TASK BRIEF:
Reproduce the lines below from the one that contains "of the gravel" through the end, inclusive, and add nothing.

Dataset excerpt
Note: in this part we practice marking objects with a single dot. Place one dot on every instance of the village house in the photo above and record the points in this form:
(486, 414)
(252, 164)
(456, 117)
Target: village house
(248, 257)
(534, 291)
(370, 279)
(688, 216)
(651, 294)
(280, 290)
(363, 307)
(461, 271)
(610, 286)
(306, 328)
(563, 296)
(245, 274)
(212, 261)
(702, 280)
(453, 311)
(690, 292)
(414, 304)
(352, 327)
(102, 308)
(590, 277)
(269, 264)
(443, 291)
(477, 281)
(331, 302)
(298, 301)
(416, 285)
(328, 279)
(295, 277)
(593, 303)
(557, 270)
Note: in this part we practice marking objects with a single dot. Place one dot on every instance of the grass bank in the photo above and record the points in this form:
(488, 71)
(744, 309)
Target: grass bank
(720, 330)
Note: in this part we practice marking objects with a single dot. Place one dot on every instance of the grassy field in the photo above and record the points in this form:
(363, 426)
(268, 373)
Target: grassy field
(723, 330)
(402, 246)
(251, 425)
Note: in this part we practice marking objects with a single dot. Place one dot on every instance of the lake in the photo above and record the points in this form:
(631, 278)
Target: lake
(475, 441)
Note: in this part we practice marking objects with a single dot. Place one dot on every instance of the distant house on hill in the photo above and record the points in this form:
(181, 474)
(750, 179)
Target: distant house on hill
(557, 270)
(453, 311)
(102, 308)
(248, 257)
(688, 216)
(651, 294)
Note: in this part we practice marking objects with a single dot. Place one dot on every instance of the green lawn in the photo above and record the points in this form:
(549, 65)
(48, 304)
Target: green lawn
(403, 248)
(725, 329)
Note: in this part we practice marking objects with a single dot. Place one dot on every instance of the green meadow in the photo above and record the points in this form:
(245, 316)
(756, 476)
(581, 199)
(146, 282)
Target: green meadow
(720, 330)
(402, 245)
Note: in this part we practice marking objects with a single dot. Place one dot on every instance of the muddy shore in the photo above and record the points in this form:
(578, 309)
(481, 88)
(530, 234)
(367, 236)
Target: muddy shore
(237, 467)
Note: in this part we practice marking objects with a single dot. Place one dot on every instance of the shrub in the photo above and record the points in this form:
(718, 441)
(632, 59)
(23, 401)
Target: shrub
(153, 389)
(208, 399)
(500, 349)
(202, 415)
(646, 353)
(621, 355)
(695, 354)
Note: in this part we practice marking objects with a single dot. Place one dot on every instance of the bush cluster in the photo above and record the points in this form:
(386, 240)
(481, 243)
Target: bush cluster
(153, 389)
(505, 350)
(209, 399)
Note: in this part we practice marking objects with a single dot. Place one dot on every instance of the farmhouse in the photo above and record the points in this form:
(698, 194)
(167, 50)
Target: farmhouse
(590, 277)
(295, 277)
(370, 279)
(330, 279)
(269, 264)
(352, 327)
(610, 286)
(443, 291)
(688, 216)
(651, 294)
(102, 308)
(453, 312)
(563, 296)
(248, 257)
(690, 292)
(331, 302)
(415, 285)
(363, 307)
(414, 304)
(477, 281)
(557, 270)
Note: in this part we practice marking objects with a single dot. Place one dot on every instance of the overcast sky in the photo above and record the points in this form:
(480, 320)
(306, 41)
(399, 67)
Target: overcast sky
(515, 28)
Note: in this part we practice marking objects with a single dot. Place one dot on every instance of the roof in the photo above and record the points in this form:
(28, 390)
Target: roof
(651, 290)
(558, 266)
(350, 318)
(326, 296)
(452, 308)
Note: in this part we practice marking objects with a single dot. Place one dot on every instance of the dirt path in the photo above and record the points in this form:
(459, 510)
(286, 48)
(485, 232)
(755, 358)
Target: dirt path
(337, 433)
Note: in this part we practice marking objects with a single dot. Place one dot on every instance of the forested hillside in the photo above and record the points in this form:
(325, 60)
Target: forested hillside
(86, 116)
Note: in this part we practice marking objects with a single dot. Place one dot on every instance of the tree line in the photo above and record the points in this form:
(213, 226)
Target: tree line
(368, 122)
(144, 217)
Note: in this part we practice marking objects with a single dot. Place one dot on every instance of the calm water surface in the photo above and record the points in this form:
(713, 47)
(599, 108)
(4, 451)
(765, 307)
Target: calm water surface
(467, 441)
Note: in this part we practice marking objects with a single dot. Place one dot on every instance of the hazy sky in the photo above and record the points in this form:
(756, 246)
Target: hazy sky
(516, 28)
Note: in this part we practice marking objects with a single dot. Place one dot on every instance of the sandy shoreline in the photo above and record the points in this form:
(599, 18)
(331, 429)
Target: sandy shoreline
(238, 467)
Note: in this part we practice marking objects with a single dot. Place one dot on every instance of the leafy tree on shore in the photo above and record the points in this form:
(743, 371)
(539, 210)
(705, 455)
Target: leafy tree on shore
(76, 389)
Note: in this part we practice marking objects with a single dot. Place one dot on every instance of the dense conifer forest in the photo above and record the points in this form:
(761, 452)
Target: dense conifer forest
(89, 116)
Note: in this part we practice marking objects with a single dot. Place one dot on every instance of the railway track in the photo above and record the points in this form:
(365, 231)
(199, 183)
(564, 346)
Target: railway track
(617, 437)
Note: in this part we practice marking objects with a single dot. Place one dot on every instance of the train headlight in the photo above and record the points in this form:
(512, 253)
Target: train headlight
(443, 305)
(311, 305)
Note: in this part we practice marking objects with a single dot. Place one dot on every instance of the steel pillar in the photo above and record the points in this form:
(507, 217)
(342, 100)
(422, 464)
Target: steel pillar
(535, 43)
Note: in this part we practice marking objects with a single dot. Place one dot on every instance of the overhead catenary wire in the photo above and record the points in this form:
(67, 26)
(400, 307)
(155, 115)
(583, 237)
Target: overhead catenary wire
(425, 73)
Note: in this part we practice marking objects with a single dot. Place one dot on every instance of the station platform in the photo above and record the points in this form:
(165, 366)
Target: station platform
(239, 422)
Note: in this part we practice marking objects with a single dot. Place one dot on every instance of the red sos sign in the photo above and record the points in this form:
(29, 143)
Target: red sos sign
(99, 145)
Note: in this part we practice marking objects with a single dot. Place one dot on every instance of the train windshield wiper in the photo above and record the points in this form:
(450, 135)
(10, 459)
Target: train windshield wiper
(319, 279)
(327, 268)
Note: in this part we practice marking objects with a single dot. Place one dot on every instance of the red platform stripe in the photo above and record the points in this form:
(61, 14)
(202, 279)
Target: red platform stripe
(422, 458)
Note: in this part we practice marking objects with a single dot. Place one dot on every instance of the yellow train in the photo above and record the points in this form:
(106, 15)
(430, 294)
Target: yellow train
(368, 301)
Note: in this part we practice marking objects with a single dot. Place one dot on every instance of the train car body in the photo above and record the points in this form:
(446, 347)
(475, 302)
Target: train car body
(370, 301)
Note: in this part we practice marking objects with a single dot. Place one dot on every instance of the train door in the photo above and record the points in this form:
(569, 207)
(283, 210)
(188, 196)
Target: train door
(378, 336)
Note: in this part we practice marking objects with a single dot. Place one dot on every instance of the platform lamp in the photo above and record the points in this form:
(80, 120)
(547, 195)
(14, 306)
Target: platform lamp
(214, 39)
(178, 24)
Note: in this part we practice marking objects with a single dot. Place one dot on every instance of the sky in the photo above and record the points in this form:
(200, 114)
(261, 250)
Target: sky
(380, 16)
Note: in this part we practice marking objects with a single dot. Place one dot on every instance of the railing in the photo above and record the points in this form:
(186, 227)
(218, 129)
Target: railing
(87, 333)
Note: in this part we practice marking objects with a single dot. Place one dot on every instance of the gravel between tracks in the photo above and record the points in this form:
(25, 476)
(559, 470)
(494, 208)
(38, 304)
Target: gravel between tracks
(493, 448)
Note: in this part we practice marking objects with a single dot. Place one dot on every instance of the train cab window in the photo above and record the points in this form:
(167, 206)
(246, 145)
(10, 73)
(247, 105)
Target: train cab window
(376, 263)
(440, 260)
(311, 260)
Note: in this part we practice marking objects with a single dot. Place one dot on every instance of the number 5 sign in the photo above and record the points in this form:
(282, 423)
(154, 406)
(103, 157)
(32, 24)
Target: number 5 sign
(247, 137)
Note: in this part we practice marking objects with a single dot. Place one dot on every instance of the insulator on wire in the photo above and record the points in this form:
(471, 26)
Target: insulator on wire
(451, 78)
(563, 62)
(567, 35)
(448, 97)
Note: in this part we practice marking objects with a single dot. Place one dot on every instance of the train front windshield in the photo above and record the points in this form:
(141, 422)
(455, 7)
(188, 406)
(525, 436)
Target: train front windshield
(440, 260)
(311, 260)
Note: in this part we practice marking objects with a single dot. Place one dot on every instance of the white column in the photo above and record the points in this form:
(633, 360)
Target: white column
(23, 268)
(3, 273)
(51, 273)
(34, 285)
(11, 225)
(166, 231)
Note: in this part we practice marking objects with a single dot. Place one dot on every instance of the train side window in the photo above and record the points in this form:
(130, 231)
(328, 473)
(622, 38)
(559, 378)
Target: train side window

ANSWER TO THE EXERCISE:
Note: in this part we practice marking objects with a single dot. Place one dot on every instance of the gravel between tracks in the photo above and record the points in this form:
(25, 476)
(559, 470)
(494, 208)
(38, 304)
Target: gravel between tracks
(493, 448)
Note: in this part we practice marking objects with a single dot. Place one dot on every instance of the train cab window in the photo above and record the points in this form:
(167, 206)
(246, 145)
(10, 73)
(247, 105)
Target: train cab window
(376, 263)
(440, 260)
(311, 260)
Note: in this part we practice marking objects with a single dot. Place one dot on every instance of the number 5 sign in the photo above and record the points in this form:
(282, 423)
(154, 406)
(103, 157)
(32, 24)
Target: number 5 sign
(247, 137)
Note: in this part we practice marking objects with a single dot. Place one dot on every instance of the insulator on wire in the photo above and record the points in this form:
(471, 26)
Target: insulator on wire
(451, 78)
(563, 62)
(567, 35)
(448, 97)
Note: in this part we practice marking objects with a single dot. Place one dot on every instance of the train front windshield in the photo above and record the points in this form:
(141, 422)
(455, 7)
(188, 406)
(525, 436)
Target: train front windshield
(440, 260)
(311, 260)
Note: in this part we practice marking objects with a single dot. Place one dot on every instance of the white column in the photo above and record the points in this form:
(633, 360)
Target: white column
(23, 268)
(3, 273)
(51, 273)
(34, 285)
(11, 225)
(166, 231)
Note: in this part we practice marking objects with a single dot. Place one dot on every instance of the train side window in the photo above and record the points in this form:
(130, 231)
(328, 473)
(622, 38)
(559, 378)
Target: train side window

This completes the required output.